*SET EXERCISE 1*
In the refactoring tutorial, which command creates the new branch to work in?
*SET EXERCISE 2*
Translate this sentence from the refactoring tutorial into Spanish: "Because we’re making a major change, let’s make a new branch to work in."
*SET EXERCISE 3*
Print the stretch of the refactoring tutorial from "1. A function" through "to work in.".

This code works nicely for generating plots of multiple data sets, but there is now a lot of code to digest in our script. Picture yourself looking at this code for the first time. Would it be immediately clear to you where are arguments are handled and where plots are generated?

It would be nice to break this work into clear chunks of code. This can be accomplished by making the argument checking section and the body of the for loop their own functions. This requires surprisingly few changes to the code, but makes it much more clear. This process is called refactoring.

Exercise: make a refactoring plan

Given the guidance above, talk with your neighbors about which parts of the script should be moved into functions. Try to think of ways to make the functions the most reusable on their own.

Solution

A possible solution:

  1. A function that parses the arguments
  2. A function that makes the plots
  3. A function that calls the other functions

This isn’t the only “right” solution, but a reasonable way to split things up

Let’s refactor our script

Create a Branch

Because we’re making a major change, let’s make a new branch to work in.

$ git checkout -b refactor

Let’s break the code into 4 functions:

Below is a template that will help you write these functions. The """ syntax indicates a multi-line comment. If these comments are the first thing in a function, they are known as a Docstring.

import sys
import glob
import pandas
# we need to import part of matplotlib
# because we are no longer in a notebook
import matplotlib.pyplot as plt


def parse_arguments(argv):
    """
    Parse the argument list passed from the command line
    (after the program filename is removed) and return a list
    of filenames.

    Input:
    ------
        argument list (normally sys.argv[1:])

    Returns:
    --------
        filenames: list of strings, list of files to plot
    """


def create_plot(filename):
    """
    Creates a plot for the specified
    data file.

    Input:
    ------
        filename: string, path to file to plot

    Returns:
    --------
        none
    """


def create_plots(filenames):
    """
    Takes in a list of filenames to plot
    and creates a plot for each file.

    Input:
    ------
        filenames: list of strings, list of files to plot

    Returns:
    --------
        none
    """


def main():
    """
    main function - does all the work
    """



# call main
main()

Excerpts from point annotation data:

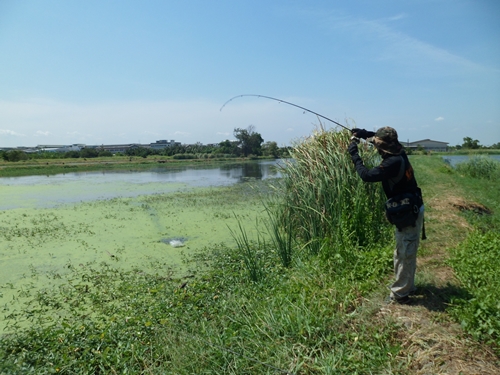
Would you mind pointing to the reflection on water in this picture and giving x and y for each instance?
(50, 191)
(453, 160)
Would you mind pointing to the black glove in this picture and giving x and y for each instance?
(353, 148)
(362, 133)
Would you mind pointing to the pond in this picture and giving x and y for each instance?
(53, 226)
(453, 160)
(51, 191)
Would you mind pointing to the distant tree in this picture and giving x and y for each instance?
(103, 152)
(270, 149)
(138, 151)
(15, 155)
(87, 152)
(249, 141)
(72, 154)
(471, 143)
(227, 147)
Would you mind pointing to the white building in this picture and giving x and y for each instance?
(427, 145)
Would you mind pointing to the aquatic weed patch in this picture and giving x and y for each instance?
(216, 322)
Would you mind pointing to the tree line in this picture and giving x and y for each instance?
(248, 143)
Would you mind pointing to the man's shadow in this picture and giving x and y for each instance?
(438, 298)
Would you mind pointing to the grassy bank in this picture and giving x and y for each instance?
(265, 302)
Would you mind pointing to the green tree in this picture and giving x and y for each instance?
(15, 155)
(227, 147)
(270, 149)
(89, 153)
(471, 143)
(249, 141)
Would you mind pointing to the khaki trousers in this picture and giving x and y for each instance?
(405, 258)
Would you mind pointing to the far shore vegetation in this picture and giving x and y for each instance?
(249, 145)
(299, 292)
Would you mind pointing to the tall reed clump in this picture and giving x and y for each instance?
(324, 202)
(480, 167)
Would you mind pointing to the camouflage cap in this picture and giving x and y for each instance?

*FULL OUTPUT 1*
$ git checkout -b refactor

*FULL OUTPUT 2*
Como estamos haciendo un cambio importante, creemos una nueva rama en la que trabajar.

*FULL OUTPUT 3*
1. A function that parses the arguments
  2. A function that makes the plots
  3. A function that calls the other functions

This isn’t the only “right” solution, but a reasonable way to split things up

Let’s refactor our script

Create a Branch

Because we’re making a major change, let’s make a new branch to work in.